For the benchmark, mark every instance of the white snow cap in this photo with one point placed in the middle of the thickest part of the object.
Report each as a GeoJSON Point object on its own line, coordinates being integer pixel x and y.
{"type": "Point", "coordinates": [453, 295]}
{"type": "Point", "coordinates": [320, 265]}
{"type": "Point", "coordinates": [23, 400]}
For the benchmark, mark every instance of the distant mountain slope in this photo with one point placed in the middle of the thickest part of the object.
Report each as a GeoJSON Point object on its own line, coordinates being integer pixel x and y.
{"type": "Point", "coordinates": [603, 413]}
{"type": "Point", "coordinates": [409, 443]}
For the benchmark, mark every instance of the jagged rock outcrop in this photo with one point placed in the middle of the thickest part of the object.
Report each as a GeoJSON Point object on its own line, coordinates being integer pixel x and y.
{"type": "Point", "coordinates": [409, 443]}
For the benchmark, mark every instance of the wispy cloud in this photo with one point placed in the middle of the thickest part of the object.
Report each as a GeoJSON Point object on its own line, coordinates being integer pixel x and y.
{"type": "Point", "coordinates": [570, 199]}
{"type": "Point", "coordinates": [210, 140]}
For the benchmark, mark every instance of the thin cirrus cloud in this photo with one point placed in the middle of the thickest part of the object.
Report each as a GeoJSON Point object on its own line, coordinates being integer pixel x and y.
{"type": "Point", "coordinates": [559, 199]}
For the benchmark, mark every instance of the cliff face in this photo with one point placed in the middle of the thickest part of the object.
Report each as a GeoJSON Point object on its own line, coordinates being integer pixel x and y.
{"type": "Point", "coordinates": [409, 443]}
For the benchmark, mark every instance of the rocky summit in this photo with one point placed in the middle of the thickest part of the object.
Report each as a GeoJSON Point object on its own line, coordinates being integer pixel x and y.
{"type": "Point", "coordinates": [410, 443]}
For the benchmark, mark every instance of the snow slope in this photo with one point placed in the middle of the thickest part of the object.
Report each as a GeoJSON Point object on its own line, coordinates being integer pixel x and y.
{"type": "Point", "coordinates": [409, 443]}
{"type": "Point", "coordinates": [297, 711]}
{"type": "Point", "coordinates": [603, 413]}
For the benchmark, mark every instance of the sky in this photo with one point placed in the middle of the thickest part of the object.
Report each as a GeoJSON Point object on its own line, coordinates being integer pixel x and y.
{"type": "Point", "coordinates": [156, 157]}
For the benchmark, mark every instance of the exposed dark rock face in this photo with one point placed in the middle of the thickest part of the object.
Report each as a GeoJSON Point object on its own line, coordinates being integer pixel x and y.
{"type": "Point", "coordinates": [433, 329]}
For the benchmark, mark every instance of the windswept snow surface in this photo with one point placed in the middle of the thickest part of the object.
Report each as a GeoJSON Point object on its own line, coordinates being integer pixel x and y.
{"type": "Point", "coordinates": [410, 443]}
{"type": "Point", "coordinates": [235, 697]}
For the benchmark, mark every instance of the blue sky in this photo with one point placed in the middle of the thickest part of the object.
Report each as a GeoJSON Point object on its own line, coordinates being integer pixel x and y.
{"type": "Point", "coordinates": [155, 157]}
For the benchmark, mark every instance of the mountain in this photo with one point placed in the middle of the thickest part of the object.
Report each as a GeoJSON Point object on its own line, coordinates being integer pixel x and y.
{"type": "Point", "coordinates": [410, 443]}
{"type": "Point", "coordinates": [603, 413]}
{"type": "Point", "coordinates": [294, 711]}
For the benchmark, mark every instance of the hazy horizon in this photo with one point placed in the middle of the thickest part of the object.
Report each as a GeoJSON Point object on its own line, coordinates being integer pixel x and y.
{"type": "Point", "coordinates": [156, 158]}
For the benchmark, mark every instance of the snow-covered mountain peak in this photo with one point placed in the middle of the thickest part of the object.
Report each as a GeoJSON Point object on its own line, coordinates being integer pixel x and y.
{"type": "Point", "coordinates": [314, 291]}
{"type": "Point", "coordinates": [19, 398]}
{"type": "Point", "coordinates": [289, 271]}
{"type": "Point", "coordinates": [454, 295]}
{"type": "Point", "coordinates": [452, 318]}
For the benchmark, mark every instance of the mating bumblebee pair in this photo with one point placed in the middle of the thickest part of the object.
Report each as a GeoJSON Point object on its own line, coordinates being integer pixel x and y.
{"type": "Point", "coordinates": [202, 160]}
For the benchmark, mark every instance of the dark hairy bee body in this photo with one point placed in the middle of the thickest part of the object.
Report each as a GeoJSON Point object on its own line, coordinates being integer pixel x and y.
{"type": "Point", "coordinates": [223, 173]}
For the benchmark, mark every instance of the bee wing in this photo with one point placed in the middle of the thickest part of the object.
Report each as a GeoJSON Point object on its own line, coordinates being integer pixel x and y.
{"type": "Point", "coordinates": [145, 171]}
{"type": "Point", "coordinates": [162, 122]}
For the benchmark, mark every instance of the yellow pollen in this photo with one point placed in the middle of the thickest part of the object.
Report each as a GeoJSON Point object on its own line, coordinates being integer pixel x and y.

- **What to do**
Produce an exact copy of the lines from the one containing "For the benchmark, mark every instance of the dark" through the last line, and of nothing else.

- **The answer**
For the benchmark, mark every instance of the dark hairy bee body in this photo with one point placed in the middle of the thickest part of the object.
Report each as a GeoJSON Point object on its own line, coordinates being integer pixel x and y.
{"type": "Point", "coordinates": [223, 173]}
For the benchmark, mark every instance of the bee wing in this photo with one point placed in the middle of the thickest part of the object.
Report each as a GeoJSON Point object on its own line, coordinates being integer pixel x and y.
{"type": "Point", "coordinates": [145, 171]}
{"type": "Point", "coordinates": [162, 122]}
For the benchmark, mark every instance of the yellow pollen in this photo with one point placed in the middle of the thickest part of the object.
Report each as a GeoJSON Point object on its own line, coordinates being integer pixel x and y.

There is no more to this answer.